* **O QUE SE PEDE**: No trecho selecionado, segundo Nicolás, o que fazem os cristãos quando se dão conta de Deus?

* **TRECHO SELECIONADO**:

★ ★ ★ ★ ★

O cristão e o budista
Para Nicolás, os cristãos e os budistas dizem que Deus é um mistério.
Entretanto, os orientais evitam falar de Deus, pois consideram que,
quando fazemos isso, nos tornamos pequenos, além do fato de que as
coisas que ignoramos de Deus são sempre mais numerosas que as que
conhecemos. “Os budistas nem falam de Deus. Os cristãos, quando se dão
conta de Deus, escrevem livros gordíssimos”, brinca o Superior que
arrancou risos do público. “Em três dias no Japão você escreve um livro;
em três meses no Japão você escreve um artigo; em três anos no Japão
você não escreve nada, porque se dá conta da complexidade”, complementa.
A juventude e as ruas
Na avaliação do jesuíta, as manifestações ocorridas revelaram também a
generosidade e a compaixão da juventude que, no mês de junho, percorria
as cidades brasileiras. Ele lembrou um programa de TV no Japão em que
diversos jovens foram convidados a dar depoimentos sobre as razões que
os motivavam a fazer intercâmbio e conhecerem outros países. “Os jovens
que saíam do Japão para intercâmbio não tinham motivações para além da
curiosidade de conhecer outros lugares, mas revelaram que mudaram a
relação com eles mesmos conhecendo a realidade sofrível de outras
pessoas”, destaca.
De acordo com Nicolás, a reconciliação de uns com os
outros passa pela reflexão pessoal e que se dá na inter-relação entre
palavra e silêncio. “Silêncio não é mudismo. O silêncio nutre a palavra.

★ ★ ★ ★ ★

* **REGISTROS**:
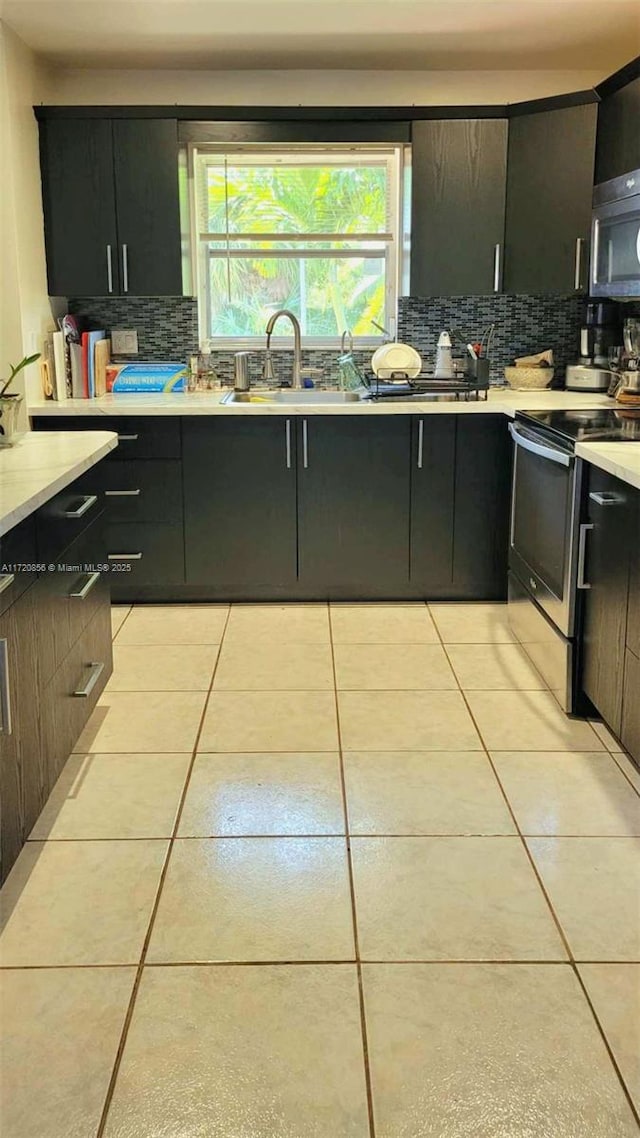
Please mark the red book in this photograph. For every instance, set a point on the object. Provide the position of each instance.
(85, 364)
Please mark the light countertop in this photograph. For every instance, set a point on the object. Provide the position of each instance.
(41, 463)
(207, 403)
(622, 460)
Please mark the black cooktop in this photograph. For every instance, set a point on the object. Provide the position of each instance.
(606, 425)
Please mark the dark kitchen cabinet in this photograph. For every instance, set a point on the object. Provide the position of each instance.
(353, 505)
(458, 174)
(610, 513)
(112, 214)
(79, 200)
(239, 478)
(483, 487)
(23, 782)
(433, 478)
(549, 189)
(617, 145)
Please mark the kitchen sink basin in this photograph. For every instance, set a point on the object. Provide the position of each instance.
(310, 395)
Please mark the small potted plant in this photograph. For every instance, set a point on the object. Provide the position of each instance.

★ ★ ★ ★ ★

* **RESPOSTA DO EXERCÍCIO**: Escrevem livros gordíssimos.